__What you will do__.
Recast the part of the records that opens with the line containing "bbox request calm harbor water" and closes with the line containing "[896,529,1000,596]" as a numbered list, with both of those lines included and blank lines left out.

** Start **

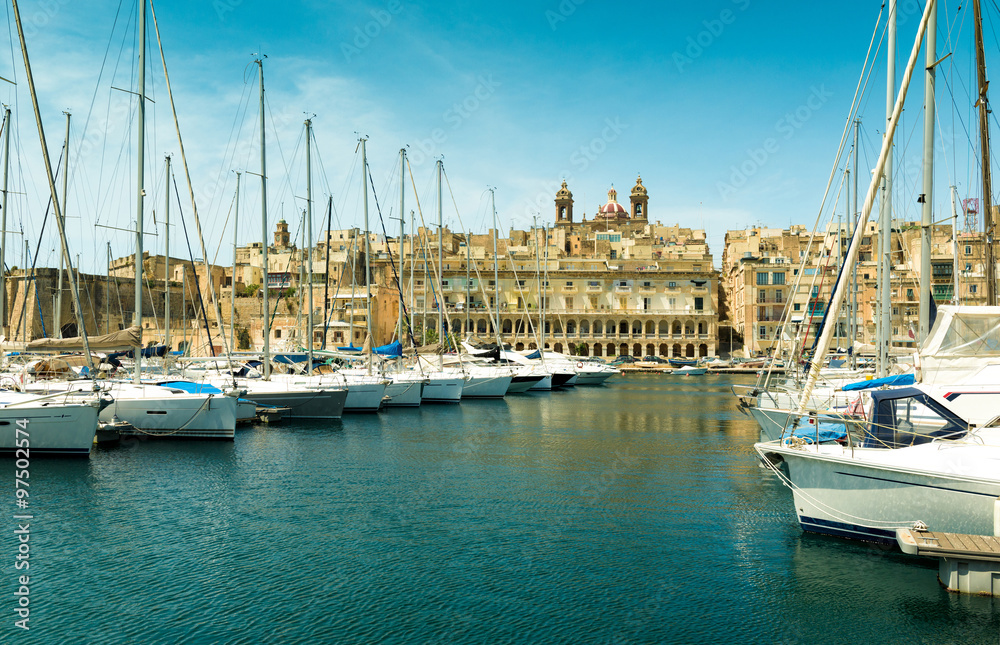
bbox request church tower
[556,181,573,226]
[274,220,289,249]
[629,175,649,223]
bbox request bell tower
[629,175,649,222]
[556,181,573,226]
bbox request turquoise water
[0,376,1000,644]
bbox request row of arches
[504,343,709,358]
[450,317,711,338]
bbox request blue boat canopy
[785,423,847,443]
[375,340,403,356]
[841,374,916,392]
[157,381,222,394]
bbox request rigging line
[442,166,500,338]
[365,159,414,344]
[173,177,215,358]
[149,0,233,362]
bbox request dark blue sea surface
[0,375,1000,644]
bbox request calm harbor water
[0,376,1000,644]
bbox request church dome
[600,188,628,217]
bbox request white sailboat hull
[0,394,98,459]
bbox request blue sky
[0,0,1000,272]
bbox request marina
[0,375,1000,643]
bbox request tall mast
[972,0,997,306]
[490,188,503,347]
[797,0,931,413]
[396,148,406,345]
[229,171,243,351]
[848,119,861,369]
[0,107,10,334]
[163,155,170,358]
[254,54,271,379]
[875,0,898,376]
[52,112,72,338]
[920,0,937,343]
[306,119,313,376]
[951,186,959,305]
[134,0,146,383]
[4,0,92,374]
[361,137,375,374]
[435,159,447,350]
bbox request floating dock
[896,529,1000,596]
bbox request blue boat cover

** End **
** Start **

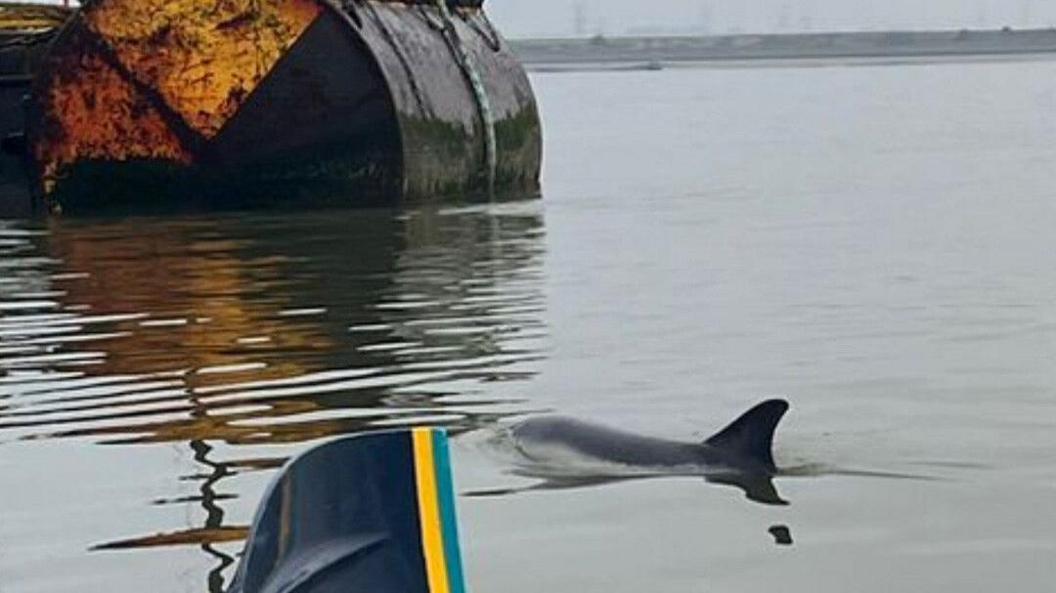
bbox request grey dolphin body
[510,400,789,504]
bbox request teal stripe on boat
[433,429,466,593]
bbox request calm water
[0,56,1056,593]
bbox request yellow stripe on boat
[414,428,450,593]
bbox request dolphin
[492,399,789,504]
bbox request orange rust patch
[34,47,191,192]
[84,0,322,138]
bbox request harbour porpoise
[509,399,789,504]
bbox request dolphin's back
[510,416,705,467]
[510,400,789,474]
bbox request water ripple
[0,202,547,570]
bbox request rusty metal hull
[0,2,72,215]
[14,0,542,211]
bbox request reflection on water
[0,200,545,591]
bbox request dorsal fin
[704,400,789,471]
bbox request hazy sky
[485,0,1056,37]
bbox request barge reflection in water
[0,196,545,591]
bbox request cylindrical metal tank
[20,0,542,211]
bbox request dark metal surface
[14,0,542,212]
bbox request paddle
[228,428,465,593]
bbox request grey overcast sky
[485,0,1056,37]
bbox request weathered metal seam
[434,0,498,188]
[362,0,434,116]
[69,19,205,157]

** End **

__Full answer__.
1. bbox request calm harbor water
2. [0,376,1000,644]
3. bbox request church dome
4. [600,188,628,217]
5. bbox request white sailboat hull
6. [0,394,98,459]
7. bbox request blue sky
8. [0,0,1000,272]
9. bbox request marina
10. [0,375,1000,643]
11. bbox request tall mast
12. [972,0,997,306]
13. [490,188,503,347]
14. [797,0,931,413]
15. [396,148,406,345]
16. [229,171,243,351]
17. [848,119,861,369]
18. [0,107,10,334]
19. [163,155,170,358]
20. [254,54,271,379]
21. [875,0,898,376]
22. [52,112,72,338]
23. [920,0,937,343]
24. [306,119,313,376]
25. [951,186,959,305]
26. [134,0,146,383]
27. [4,0,92,374]
28. [361,137,375,374]
29. [435,159,447,350]
30. bbox request floating dock
31. [896,529,1000,596]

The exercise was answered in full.